→ WHAT TO WORK ON
a – Say whether each statement agrees with the article on the turkey farm site, answering yes or no and quoting the deciding words: (i) The 14-acre pad is the smallest one the crews will do. (ii) The crews will have to bring in extra fill material. (iii) The K-Tec 1228 scraper carries less than the trucks.
b – Substitute "Object" for every "Target" in the rows, covering everything from the start of the rows down to the line containing "x=349, y=325". Give those lines back otherwise unchanged, leaving out the pictures.

→ GIVEN PASSAGE
::::::::::

On the day he was being interviewed, in early August, he described his latest project as smoothing land and building the pads for a few hundred poultry houses owned by Circle S Ranch in Monroe.

Located on White Store Road, south of Wingate, the site is to become a huge brooder farm for turkeys, where six small houses will be constructed that will raise chicks up to five weeks old before they are then moved to bigger facilities.

“The pad in front of us is 770 feet by 850 feet, and at 14 acres, this is the smallest one we will do,” he said. “It is big, but we did a similar project down near Pageland, S.C., that was 24 acres of pads.”

Prior to Philemon’s crews arriving at the latest job site, it had been a soybean field that they stripped and flattened out.

The field also was a bit rockier than Philemon expected it to be, he said, but his crews have been able to cut through it, and he is fully confident the job will be done safely and efficiently.

“We have roughly about 10 feet of cut up here on this hill where we are standing,” he said. “Our deepest fill is approximately 13 feet in front of the houses down below.”

Philemon noted, too, that his crews will not need to bring in any extra fill material because they already have enough on hand to provide a proper balance of crushed rock and soil. A compactor is pulverizing the rock before it is moved where needed by the company’s dozers.

Volvo, K-Tec Equipment Makes Work Easier

 

In all, Philemon said that his people are moving about 68,000 to 70,000 cu. yds. of dirt at the White Store Road property.

That amount of production is primarily due to the high-performance equipment he brought to the job site.

Among the machines the company is running to shape the future turkey farm are three Volvo A25G articulated trucks, a pair of Volvo EC380EL excavators, and one Volvo A30G truck that, on this project, specifically pulls a K-Tec 1228 pan across the property.

Each of these machines were obtained from Ascendum Machinery, headquartered in Charlotte, only about 30 mi. to the northwest of Philemon Grading’s base of operations.

Chris Philemon characterized each of the machines he employs as critical to getting the job done correctly at the site.

He began his assessment of each piece of equipment by praising the K-Tec 1228 scraper, a pan that sports a load capacity of 30 cu. yds., much more than the trucks he has that haul only approximately 20 yds. of materials.

::::::::::

→ LISTED RECORDS
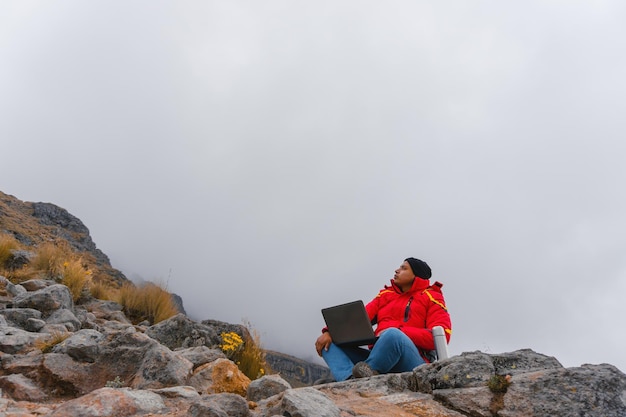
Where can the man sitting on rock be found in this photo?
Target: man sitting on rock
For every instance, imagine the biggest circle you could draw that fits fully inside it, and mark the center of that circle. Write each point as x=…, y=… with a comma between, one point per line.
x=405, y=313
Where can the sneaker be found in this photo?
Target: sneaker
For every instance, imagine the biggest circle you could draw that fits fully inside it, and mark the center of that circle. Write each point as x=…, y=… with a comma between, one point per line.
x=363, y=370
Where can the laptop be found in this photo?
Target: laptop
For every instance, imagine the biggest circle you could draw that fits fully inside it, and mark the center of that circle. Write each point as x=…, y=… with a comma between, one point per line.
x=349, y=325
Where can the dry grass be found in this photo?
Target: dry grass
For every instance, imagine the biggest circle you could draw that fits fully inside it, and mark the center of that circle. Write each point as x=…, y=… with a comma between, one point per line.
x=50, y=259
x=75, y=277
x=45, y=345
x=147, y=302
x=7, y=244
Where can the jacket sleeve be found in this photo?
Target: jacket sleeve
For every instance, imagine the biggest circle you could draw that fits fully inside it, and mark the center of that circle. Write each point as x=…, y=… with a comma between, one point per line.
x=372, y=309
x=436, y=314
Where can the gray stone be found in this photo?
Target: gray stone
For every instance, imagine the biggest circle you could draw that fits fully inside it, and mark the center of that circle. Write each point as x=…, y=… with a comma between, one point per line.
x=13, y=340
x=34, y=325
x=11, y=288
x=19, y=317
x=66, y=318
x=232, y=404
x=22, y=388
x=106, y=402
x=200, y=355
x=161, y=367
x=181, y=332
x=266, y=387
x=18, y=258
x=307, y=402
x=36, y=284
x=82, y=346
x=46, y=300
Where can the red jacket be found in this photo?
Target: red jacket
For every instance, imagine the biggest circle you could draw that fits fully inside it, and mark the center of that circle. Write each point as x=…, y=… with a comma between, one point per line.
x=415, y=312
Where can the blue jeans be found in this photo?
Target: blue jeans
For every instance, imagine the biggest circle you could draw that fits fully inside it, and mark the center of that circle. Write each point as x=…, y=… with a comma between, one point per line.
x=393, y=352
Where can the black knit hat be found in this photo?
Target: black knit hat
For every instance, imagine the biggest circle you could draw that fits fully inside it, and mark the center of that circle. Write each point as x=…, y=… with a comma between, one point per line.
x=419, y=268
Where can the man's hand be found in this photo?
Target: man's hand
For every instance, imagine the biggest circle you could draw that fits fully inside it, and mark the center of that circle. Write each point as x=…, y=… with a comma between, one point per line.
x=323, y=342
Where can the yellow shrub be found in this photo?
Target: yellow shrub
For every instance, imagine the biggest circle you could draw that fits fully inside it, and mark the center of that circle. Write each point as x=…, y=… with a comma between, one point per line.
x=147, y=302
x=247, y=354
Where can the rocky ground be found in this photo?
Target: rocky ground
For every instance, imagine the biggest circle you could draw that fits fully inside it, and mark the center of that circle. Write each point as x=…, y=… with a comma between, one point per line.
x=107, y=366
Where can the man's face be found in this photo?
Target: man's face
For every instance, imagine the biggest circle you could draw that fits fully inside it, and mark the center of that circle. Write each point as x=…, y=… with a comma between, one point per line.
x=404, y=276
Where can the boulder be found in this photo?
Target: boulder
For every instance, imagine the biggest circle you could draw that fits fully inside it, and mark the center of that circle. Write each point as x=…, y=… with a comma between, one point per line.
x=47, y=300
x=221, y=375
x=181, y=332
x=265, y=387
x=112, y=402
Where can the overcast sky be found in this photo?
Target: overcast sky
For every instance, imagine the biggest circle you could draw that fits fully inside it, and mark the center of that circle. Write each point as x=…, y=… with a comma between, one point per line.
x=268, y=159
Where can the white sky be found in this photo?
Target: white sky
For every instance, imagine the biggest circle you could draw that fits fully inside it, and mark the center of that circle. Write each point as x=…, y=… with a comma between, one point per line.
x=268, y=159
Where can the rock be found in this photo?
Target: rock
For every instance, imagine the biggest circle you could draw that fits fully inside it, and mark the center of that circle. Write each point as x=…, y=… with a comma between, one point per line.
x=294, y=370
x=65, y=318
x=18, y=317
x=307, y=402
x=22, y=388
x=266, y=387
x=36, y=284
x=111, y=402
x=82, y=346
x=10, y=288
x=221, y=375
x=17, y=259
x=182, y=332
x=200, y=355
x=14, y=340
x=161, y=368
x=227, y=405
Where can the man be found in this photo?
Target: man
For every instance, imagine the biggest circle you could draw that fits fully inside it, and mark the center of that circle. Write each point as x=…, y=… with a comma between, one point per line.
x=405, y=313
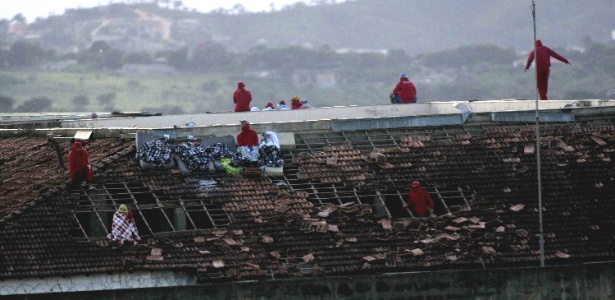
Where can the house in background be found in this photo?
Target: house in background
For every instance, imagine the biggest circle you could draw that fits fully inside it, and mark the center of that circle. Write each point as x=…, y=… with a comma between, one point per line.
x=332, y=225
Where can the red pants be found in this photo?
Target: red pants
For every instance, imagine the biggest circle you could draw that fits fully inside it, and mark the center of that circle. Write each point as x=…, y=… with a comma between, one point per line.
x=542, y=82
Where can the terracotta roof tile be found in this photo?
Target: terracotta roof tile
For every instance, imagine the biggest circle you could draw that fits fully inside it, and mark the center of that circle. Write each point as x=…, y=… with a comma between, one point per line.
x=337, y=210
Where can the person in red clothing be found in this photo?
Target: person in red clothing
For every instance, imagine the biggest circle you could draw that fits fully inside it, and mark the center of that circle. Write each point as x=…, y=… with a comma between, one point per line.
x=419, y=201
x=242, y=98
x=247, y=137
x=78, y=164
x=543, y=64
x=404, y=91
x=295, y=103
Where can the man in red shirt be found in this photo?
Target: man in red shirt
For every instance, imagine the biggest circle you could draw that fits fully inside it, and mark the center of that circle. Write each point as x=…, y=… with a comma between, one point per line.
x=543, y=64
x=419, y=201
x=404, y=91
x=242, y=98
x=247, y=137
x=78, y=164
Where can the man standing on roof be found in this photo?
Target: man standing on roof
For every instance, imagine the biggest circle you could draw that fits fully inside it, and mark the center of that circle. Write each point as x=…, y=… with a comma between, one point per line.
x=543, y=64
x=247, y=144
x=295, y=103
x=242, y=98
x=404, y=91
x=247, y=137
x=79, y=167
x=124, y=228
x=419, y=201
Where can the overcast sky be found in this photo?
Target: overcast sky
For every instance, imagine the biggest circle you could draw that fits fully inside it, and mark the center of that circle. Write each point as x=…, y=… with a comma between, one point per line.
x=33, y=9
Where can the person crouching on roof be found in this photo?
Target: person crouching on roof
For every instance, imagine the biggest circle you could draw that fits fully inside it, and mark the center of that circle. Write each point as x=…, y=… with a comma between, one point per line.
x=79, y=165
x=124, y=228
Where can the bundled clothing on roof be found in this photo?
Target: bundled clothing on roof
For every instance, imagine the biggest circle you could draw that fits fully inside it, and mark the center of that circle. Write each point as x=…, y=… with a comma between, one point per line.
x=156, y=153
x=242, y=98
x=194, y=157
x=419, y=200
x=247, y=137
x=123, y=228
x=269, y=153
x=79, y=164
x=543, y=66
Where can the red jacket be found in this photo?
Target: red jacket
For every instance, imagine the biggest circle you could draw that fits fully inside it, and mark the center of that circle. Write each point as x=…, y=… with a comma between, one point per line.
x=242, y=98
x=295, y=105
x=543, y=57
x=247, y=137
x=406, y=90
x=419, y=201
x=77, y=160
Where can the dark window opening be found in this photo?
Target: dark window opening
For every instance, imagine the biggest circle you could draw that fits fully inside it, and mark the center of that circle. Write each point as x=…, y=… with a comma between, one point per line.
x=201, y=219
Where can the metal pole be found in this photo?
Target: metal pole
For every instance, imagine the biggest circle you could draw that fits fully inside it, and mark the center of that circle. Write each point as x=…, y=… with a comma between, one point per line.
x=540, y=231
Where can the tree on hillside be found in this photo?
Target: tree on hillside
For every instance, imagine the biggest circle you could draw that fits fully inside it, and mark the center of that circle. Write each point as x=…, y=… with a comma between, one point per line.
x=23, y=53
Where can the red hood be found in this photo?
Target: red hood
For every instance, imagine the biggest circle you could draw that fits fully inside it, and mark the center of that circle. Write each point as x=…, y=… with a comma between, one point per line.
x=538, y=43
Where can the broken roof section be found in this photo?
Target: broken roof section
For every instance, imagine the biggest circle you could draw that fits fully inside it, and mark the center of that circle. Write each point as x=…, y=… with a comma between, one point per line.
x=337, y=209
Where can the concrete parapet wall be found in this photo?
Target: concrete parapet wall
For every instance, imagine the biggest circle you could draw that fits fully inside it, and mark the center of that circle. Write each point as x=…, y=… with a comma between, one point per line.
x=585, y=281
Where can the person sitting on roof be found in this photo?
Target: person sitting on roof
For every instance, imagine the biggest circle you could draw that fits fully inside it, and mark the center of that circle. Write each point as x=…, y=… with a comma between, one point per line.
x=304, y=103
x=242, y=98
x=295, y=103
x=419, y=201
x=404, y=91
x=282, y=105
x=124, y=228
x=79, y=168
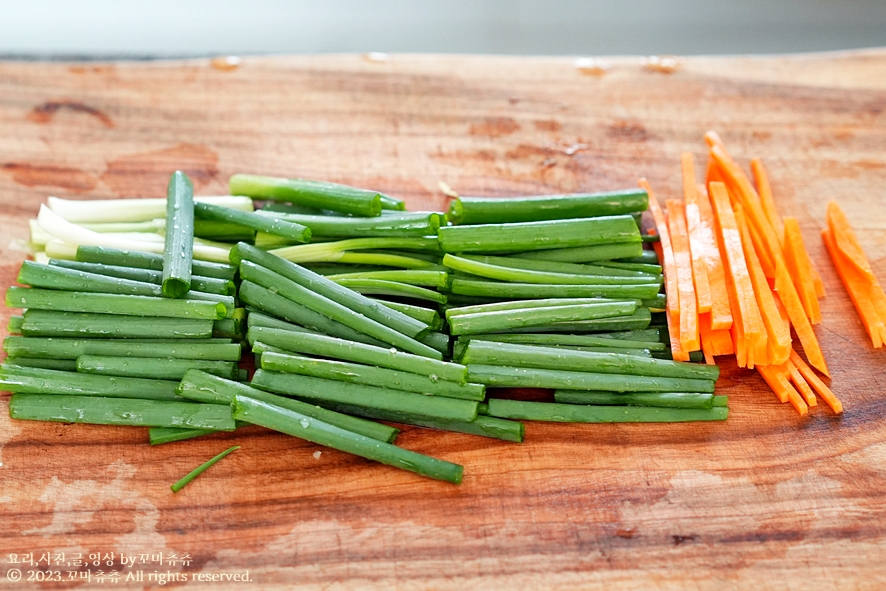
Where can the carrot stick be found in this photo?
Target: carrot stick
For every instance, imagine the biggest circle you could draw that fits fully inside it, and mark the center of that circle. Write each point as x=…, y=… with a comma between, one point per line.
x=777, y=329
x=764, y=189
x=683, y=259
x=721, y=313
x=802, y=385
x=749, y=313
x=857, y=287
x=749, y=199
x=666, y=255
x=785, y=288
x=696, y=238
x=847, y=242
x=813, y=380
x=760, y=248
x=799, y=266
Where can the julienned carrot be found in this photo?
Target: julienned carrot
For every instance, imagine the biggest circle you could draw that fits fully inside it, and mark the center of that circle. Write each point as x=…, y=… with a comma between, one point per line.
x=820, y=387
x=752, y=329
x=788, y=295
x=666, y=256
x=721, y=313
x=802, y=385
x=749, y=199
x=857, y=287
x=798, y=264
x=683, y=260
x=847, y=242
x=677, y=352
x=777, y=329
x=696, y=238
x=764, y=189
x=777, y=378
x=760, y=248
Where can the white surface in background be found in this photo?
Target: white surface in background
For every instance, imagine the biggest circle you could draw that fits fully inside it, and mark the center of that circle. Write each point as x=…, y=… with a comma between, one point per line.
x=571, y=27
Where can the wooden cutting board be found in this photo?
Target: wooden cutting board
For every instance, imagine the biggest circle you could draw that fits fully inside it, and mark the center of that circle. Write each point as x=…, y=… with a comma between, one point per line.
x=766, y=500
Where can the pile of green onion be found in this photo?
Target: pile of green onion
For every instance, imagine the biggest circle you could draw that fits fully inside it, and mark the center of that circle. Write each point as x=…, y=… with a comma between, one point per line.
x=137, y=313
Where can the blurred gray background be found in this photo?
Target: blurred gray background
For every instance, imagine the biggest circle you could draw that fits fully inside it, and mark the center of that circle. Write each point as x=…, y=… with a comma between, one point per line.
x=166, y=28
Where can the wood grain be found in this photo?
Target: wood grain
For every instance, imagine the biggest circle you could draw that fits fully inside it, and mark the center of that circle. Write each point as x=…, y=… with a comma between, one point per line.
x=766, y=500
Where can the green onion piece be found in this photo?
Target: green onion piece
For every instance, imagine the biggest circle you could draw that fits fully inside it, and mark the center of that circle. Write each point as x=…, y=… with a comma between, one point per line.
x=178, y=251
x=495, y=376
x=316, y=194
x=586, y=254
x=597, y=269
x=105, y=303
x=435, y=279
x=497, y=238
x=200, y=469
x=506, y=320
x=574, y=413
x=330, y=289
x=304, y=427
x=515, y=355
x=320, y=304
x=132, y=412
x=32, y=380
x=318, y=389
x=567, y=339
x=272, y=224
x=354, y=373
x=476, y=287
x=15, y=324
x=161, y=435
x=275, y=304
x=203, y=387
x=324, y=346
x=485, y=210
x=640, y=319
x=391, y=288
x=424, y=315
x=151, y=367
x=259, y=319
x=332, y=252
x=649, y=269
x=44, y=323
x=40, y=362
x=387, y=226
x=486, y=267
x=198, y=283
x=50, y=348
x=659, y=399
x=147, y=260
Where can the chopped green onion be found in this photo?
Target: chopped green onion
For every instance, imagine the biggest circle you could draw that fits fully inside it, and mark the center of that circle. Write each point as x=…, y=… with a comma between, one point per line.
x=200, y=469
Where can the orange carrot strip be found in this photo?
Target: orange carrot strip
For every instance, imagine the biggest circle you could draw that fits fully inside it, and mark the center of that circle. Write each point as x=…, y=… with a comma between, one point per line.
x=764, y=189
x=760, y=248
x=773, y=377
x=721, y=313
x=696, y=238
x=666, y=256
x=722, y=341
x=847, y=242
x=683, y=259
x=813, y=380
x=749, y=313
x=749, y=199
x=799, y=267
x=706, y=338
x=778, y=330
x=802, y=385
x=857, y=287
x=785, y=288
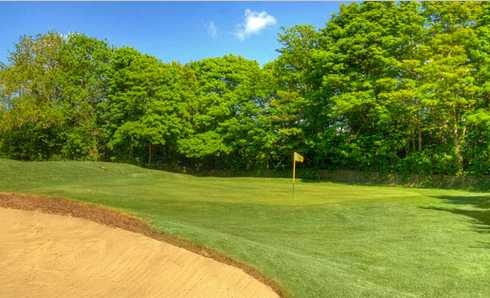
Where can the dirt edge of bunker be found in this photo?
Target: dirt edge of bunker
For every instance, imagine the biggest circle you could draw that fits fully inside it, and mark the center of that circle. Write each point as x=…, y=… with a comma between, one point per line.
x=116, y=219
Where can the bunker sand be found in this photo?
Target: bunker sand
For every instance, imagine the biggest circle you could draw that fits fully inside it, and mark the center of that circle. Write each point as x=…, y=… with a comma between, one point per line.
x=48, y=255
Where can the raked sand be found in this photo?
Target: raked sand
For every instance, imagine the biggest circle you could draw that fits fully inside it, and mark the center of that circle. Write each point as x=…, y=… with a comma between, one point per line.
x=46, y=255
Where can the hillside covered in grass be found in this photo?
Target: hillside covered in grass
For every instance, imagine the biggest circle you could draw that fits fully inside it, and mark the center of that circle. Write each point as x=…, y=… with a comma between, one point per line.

::::::::::

→ SOLUTIONS TO THE PROBLEMS
a –
(i) Yes: "at 14 acres, this is the smallest one we will do"
(ii) No: "his crews will not need to bring in any extra fill material"
(iii) No: "a pan that sports a load capacity of 30 cu. yds., much more than the trucks he has that haul only approximately 20 yds. of materials"

b –
Where can the man sitting on rock be found in this photo?
Object: man sitting on rock
For every instance, imagine the biggest circle you could draw that fits fully inside it, and mark the center of that circle. Write each point as x=…, y=… with a comma between, one point per line.
x=405, y=313
Where can the sneaker be found in this photo?
Object: sneaker
For every instance, imagine the biggest circle you could draw that fits fully inside it, and mark the center of that circle. Write each point as x=…, y=… with a comma between, one point per line.
x=363, y=370
Where can the laptop be found in this photo?
Object: laptop
For every instance, imagine the biggest circle you could draw that fits fully inside it, and mark the center of that circle. Write each point as x=…, y=… with a comma between, one point per line.
x=349, y=325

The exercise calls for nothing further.